_Task to complete_
In the data below, rewrite the lines from the one containing "In the photo above, where can the tree" through the one containing "column 340, row 223", both included, replacing "mown grass" with "cut grass" and leaving everything else the same.

_Data lines_
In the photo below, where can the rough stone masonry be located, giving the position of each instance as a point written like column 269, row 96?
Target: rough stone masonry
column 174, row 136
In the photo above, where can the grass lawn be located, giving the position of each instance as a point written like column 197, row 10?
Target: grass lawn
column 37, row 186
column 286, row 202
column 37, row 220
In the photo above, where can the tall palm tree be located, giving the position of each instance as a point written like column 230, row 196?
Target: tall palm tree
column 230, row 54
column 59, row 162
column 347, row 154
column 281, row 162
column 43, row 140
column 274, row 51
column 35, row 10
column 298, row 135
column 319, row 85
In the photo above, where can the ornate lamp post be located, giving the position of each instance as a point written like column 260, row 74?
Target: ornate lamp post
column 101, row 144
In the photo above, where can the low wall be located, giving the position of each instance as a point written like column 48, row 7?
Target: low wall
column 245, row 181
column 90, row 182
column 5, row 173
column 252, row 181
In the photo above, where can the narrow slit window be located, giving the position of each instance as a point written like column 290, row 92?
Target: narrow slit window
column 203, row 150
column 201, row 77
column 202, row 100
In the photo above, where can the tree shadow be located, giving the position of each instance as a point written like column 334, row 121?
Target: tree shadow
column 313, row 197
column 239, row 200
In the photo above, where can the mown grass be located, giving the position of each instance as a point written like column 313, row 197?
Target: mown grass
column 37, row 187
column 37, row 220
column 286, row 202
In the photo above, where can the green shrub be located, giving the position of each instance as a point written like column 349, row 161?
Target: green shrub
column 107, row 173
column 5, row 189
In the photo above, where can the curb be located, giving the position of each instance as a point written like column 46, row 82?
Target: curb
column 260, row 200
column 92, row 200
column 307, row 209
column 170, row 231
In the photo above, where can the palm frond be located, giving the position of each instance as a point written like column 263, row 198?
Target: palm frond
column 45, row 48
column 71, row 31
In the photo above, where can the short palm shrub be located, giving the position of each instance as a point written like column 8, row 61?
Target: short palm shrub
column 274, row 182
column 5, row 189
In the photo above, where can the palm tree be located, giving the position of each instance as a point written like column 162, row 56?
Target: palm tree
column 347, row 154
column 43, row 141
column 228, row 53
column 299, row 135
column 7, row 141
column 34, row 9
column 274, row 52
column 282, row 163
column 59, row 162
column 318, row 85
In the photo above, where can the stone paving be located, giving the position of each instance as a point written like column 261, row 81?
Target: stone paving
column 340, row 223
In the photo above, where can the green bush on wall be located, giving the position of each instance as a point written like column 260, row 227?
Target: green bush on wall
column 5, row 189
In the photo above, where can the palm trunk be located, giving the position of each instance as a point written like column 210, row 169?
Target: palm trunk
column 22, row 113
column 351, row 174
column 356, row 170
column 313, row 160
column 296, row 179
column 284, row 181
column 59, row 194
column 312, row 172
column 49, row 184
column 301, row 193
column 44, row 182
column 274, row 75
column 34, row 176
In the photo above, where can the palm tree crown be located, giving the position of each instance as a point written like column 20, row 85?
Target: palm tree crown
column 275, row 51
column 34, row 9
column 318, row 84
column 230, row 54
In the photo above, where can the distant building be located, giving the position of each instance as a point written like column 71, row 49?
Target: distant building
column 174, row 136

_Task response_
In the photo above, where can the tree shadow be located, giving the position of each instance as a point written like column 334, row 121?
Target: tree shadow
column 313, row 197
column 239, row 200
In the photo above, where can the cut grass be located, giving the position of each instance as a point written like column 313, row 197?
Target: cut grass
column 37, row 187
column 37, row 220
column 286, row 202
In the photo above, where can the green shrub be located, giving the position of each instance as a point written like column 349, row 161?
Target: green shrub
column 107, row 173
column 5, row 189
In the photo above, where can the curb be located, giving the position of each instance as a point written like column 46, row 82?
Target: curb
column 260, row 200
column 92, row 200
column 307, row 209
column 170, row 231
In the photo above, where can the palm frond be located, giving the position of each instance as a point written like column 263, row 198?
Target: palm frond
column 45, row 48
column 71, row 31
In the photo above, where can the short palm shrub be located, giving the position of each instance as a point written like column 8, row 61?
Target: short palm shrub
column 274, row 182
column 5, row 189
In the photo above, where can the palm tree be located, giving the position of each instance as a point written like column 162, row 56?
Target: palm tree
column 347, row 154
column 43, row 141
column 228, row 53
column 299, row 135
column 7, row 141
column 34, row 9
column 274, row 52
column 282, row 163
column 59, row 162
column 318, row 85
In the photo above, where can the stone paving be located, giving the position of each instance as a point written like column 261, row 81?
Target: stone paving
column 340, row 223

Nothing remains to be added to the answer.